--- Page excerpt Enclosed Below ---

Spinal Cord Injury Patients May Have Milder Covid–19 Symptoms
Researchers used a proteomics-based analysis to determine why
1. April 2021
A research group in Madrid, Spain has published preliminary evidence in the Journal of Personalized Medicine  that patients with spinal cord injuries may experience milder COVID–19 symptoms than the general population.
Spinal cord injury (SCI) is a serious condition which can result in multiple physiological complications. As such, it was deemed likely that patients with these injuries might be particularly vulnerable to COVID–19 complications and poor outcomes. Thankfully, the opposite seems to be true—thus far evidence supports the observation that SCI patients display milder COVID–19 symptoms than the general population. Researchers are trying to determine why this would be the case, and whether the answer can be used to help more COVID–19 patients have good outcomes.

--- End of Enclosed Page excerpt ---
--- Excerpted data Enclosed Below ---

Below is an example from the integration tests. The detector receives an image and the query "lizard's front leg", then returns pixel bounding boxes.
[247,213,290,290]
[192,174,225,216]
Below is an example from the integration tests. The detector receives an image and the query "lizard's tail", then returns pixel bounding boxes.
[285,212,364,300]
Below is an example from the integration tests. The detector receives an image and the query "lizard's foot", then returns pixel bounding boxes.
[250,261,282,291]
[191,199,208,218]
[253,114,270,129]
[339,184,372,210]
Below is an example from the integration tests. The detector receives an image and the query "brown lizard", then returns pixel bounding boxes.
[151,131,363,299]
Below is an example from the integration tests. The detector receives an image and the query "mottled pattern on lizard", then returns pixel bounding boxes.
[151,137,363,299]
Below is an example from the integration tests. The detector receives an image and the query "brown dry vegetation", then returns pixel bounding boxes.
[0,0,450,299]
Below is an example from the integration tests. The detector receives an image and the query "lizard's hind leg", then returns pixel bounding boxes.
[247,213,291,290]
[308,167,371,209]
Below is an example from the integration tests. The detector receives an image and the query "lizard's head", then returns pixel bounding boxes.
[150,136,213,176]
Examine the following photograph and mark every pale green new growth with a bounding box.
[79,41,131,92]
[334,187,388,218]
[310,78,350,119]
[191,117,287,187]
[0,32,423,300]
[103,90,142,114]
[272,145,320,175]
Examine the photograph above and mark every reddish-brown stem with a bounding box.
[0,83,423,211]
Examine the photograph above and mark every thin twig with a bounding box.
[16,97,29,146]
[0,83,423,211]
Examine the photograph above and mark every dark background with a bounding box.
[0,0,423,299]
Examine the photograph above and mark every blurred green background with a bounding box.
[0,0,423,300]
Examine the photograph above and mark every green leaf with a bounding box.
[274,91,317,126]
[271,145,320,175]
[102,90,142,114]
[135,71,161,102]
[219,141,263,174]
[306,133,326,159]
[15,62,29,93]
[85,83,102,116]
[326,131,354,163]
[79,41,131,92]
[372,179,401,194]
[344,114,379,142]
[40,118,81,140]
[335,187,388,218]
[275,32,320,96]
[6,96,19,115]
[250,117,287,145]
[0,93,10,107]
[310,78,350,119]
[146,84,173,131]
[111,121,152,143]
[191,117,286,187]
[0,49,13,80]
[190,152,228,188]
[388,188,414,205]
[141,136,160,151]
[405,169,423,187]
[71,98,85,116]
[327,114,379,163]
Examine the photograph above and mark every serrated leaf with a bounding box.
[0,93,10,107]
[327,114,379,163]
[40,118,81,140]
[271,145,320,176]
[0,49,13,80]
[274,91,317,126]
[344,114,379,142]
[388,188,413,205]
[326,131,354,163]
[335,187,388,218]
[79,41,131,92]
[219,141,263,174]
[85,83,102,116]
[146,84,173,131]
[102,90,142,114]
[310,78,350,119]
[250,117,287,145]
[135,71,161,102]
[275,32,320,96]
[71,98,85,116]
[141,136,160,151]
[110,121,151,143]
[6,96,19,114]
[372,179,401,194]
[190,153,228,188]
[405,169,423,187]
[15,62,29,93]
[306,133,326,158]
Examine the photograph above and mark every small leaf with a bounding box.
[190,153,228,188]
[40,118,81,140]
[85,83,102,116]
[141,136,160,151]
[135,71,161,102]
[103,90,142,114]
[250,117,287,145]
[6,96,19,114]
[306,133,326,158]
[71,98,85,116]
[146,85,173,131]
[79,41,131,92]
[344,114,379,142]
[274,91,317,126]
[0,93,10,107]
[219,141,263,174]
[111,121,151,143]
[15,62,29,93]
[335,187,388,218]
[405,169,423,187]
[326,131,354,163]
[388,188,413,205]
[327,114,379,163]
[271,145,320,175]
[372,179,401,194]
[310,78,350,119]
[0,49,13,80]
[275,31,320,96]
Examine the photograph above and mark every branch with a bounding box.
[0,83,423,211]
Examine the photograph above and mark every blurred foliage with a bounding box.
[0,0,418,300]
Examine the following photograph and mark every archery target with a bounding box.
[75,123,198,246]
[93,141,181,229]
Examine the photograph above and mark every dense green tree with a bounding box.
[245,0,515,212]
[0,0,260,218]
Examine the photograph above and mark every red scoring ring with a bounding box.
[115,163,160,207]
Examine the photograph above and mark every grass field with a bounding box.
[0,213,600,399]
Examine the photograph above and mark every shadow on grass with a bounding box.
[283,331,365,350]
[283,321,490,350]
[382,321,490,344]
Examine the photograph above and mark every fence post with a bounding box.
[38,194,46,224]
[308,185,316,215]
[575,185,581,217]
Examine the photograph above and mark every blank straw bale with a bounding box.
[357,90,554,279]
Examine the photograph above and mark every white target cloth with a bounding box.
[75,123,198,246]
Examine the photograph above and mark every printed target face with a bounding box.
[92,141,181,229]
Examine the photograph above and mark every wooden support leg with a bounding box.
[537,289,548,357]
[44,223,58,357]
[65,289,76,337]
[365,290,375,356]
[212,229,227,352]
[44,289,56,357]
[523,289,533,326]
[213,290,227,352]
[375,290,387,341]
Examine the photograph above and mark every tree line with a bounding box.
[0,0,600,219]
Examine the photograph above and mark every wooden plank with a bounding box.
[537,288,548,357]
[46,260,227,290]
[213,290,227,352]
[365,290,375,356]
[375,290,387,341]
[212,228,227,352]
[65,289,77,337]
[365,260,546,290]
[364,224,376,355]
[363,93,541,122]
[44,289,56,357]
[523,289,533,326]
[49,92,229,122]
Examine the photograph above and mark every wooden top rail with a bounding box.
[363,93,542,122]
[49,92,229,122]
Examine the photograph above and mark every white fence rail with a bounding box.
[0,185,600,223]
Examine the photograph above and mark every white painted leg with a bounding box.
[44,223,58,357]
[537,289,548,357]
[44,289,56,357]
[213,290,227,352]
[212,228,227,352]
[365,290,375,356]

--- End of Enclosed Excerpted data ---

▶ [Task directions]
Answer these questions from the spinal cord injury article above.
(a) In which journal did the Madrid research group publish its preliminary evidence?
(b) What type of analysis did the researchers use?
(c) Before the evidence came in, how were patients with spinal cord injuries expected to fare with COVID-19?

▶ [Output of the task]
(a) The Journal of Personalized Medicine.
(b) A proteomics-based analysis.
(c) They were expected to be particularly vulnerable to COVID-19 complications and poor outcomes.